• [PROBLEM] Rewrite every line of the listing below, requests included, resizing each point coordinate by a factor of 0.8. Round the results to whole numbers, with halves rounded up.

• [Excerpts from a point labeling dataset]
- - -
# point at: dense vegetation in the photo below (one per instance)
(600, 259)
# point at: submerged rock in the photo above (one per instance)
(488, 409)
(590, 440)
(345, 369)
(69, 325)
- - -
• [FINAL RESULT]
# point at: dense vegetation in the photo below (one per instance)
(480, 207)
# point at: submerged rock in the photo above (one per instance)
(390, 327)
(472, 352)
(276, 295)
(55, 260)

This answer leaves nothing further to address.